__Problem set__.
A – Answer these questions using the text on KL divergence and Bayesian inference:
(i) In what year did Kullback and Leibler introduce KL divergence?
(ii) What value does KL divergence take when the two distributions are identical?
(iii) What is the first of the basic steps in Bayesian inference?
B – Write a continuation of the text on KL divergence and Bayesian inference that picks up after its final sentence.

__Excerpted text__.
□ □ □
To sum it up: Entropy is a measure of uncertainty. The higher the entropy of a random variable $X$, the more uncertainty it incorporates.

## The KL Divergence

KL divergence, short for Kullback-Leibler divergence, is a measure of the difference between two probability distributions. It was introduced by Solomon Kullback and Richard Leibler in 1951 as a way to quantify the amount of information lost when using one probability distribution to approximate another.

KL divergence is a non-symmetric measure, which means that the KL divergence between distribution A and distribution B is not necessarily the same as the KL divergence between distribution B and distribution A.

The formula for KL divergence is:

$KL(P\left | \right |Q)=\sum p(x)log(p(x)/q(x))$

where P and Q are the two probability distributions, p(x) is the probability of the event x under distribution P, and q(x) is the probability of the event x under distribution Q.

Intuitively, KL divergence measures how much extra information is needed to encode a message using one probability distribution when compared to encoding it using another distribution. It is commonly used in machine learning and information theory, for example, in model selection and parameter estimation.

KL divergence is always non-negative and is zero when the two distributions are identical. KL divergence is not a true distance measure, as it is not symmetric, does not satisfy the triangle inequality, and is not always defined.

## Bayesian Inference

Bayesian inference is a method of statistical inference that involves updating the probability of a hypothesis or model in light of new evidence or data. It is based on Bayes' theorem, which provides a way to calculate the probability of a hypothesis given some observed data.

Bayesian inference is a powerful tool for modeling and analyzing complex systems, and it is widely used in a variety of fields, including physics, biology, engineering, and economics. The basic steps in Bayesian inference are as follows:

• Specify a prior probability distribution for the hypothesis or model.
• Collect data or evidence.
• Update the prior probability distribution using Bayes' theorem to obtain the posterior probability distribution.
• Evaluate the goodness of fit of the model to the data and compare it to alternative models.

The prior probability distribution represents our beliefs about the hypothesis or model before we have seen any data. The posterior probability distribution represents our updated beliefs about the hypothesis or model after we have seen the data. The probability function represents the probability of the data given the hypothesis or model.
□ □ □
[Records from a data source]

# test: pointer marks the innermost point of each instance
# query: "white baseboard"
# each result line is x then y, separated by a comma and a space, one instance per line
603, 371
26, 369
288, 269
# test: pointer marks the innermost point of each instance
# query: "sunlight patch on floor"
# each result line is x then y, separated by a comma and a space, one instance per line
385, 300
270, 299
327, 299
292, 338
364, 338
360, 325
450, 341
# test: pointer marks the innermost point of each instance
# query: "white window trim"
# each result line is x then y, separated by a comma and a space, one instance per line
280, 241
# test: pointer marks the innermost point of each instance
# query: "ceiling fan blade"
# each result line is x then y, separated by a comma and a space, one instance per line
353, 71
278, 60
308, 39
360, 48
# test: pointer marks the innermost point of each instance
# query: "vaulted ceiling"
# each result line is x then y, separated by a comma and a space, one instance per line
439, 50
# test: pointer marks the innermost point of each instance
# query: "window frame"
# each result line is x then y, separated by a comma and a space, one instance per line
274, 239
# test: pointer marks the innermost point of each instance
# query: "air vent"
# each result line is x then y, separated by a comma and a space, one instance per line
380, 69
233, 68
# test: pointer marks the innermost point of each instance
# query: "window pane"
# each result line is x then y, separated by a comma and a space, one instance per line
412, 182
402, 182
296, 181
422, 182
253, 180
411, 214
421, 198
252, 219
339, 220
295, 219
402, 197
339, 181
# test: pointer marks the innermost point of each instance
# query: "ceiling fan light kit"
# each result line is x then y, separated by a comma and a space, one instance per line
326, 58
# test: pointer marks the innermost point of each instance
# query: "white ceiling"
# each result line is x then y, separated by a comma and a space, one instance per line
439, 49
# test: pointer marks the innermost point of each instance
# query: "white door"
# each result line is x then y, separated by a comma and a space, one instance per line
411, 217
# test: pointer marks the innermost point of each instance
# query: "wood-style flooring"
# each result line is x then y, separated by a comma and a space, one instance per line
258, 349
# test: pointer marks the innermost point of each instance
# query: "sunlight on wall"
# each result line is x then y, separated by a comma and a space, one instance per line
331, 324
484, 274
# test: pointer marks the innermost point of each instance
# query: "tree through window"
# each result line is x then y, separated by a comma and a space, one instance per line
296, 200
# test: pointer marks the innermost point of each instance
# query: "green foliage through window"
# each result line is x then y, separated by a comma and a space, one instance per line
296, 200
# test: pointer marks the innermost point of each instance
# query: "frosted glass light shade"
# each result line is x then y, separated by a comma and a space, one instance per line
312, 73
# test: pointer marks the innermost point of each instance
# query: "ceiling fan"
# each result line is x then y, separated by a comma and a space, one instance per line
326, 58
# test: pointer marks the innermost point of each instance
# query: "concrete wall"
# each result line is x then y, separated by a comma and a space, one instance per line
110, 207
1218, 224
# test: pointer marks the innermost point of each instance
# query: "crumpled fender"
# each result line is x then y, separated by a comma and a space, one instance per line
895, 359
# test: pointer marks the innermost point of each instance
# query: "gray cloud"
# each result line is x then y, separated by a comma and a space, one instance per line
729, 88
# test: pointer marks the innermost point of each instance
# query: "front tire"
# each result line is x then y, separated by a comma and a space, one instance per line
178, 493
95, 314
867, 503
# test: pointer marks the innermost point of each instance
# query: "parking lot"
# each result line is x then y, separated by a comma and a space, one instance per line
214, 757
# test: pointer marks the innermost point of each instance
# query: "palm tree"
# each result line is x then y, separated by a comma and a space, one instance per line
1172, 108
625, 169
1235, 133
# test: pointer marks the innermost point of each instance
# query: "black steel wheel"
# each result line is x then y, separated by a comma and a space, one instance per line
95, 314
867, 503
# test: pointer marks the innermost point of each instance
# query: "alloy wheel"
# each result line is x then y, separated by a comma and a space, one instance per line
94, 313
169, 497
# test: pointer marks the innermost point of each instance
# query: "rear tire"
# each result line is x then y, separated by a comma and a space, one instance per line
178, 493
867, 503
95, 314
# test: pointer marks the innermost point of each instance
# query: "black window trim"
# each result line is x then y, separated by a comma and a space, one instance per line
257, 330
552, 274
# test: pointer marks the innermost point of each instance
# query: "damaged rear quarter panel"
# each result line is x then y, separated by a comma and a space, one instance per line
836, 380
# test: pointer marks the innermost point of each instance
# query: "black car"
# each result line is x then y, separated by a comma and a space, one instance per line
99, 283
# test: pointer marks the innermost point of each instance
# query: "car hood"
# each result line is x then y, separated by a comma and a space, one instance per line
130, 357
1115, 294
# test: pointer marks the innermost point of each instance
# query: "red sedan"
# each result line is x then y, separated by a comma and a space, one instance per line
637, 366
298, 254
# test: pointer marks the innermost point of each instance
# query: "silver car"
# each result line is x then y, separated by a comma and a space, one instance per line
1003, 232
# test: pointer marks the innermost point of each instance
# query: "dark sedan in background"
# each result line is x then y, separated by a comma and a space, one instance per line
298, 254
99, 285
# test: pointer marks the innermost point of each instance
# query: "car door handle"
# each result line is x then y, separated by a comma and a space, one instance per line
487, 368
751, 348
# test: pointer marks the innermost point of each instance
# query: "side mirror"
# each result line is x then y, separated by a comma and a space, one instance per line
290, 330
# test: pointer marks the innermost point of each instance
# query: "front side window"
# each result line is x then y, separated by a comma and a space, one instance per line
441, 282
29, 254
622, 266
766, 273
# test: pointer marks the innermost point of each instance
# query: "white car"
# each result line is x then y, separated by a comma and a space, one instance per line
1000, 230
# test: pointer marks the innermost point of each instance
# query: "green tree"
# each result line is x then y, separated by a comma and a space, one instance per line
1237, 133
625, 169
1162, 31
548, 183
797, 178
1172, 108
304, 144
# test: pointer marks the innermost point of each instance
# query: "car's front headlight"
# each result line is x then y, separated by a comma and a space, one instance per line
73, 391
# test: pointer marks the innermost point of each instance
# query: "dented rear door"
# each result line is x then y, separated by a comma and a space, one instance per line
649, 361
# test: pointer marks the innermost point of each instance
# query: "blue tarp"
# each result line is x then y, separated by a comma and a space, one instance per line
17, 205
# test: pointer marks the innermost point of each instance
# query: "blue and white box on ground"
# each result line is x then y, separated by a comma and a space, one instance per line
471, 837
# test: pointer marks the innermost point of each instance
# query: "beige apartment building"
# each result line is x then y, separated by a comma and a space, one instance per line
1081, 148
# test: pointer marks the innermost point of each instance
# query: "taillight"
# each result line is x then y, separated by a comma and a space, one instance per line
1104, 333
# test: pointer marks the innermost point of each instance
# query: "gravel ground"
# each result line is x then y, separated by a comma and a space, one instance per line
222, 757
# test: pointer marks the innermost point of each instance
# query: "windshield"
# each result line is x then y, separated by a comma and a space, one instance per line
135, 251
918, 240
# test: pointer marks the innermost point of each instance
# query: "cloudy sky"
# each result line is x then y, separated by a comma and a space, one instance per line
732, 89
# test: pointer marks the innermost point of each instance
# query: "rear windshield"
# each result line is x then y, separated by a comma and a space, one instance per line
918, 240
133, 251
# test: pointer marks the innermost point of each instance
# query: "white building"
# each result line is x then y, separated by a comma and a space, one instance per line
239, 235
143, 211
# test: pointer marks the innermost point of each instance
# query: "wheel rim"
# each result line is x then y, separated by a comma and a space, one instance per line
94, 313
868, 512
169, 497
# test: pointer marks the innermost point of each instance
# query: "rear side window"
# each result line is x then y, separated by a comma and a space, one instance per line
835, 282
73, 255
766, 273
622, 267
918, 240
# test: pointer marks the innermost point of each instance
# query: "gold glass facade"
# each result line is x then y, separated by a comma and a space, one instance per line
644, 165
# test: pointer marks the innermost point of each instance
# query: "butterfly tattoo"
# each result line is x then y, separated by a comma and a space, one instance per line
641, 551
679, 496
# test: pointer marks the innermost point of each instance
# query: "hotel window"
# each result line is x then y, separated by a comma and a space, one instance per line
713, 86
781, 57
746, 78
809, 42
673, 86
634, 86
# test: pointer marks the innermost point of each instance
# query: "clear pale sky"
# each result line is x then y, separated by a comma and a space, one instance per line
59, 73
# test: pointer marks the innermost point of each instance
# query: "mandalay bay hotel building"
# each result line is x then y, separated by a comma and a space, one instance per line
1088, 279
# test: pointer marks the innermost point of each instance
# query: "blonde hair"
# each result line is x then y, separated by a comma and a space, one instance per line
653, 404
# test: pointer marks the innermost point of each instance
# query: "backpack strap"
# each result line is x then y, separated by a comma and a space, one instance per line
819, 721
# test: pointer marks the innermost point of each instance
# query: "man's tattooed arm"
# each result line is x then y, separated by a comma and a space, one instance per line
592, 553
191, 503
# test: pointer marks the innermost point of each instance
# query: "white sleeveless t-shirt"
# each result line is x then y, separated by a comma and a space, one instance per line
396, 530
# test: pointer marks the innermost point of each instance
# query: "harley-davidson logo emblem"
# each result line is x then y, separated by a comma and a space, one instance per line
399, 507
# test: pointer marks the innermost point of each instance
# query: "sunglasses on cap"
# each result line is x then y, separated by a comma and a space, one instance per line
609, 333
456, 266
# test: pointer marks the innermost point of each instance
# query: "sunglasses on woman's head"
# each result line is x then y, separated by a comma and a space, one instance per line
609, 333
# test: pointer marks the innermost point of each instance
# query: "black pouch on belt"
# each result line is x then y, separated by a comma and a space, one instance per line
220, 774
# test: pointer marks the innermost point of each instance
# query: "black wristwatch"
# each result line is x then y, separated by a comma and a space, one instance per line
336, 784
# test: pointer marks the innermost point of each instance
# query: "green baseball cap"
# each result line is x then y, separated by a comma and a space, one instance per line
□ □ □
__Per-task outputs__.
A –
(i) 1951
(ii) Zero
(iii) Specify a prior probability distribution for the hypothesis or model.

B –
Bayesian inference has several advantages over classical or frequentist statistical inference. It provides a more coherent and consistent way of incorporating prior knowledge or beliefs into the analysis. It also provides a way to quantify the uncertainty in the results, which is often useful for decision-making and risk assessment. However, it requires more computational resources and expertise to implement compared to classical methods. Frequentist statistical inference is a method of making conclusions based on the frequency of certain events occurring in a given dataset.

## Conclusion

• The Principle of Maximum Entropy is a probability theory and an information theory that suggests choosing the probability distribution that has the maximum entropy subject to the constraints imposed by the available information.
• Entropy, in this context, refers to the degree of randomness or uncertainty in a probability distribution.
• The principle has applications in various fields, including physics, economics, and computer science. It is used to derive probability distributions in situations where we have incomplete information, such as in natural language processing, image processing, and machine learning.
• The maximum entropy distribution is the one that is most spread out, with the least amount of structure or bias.
• The principle is used to solve optimization problems and to model complex systems in physics and biology.
• The principle has been explained using two examples, namely, Berger's Burgers and the Magnetic Dipole Model.
• Bayesian inference is a statistical method that uses Bayes' theorem to update the probability of a hypothesis as new evidence or information becomes available. It is commonly used in machine learning and artificial intelligence.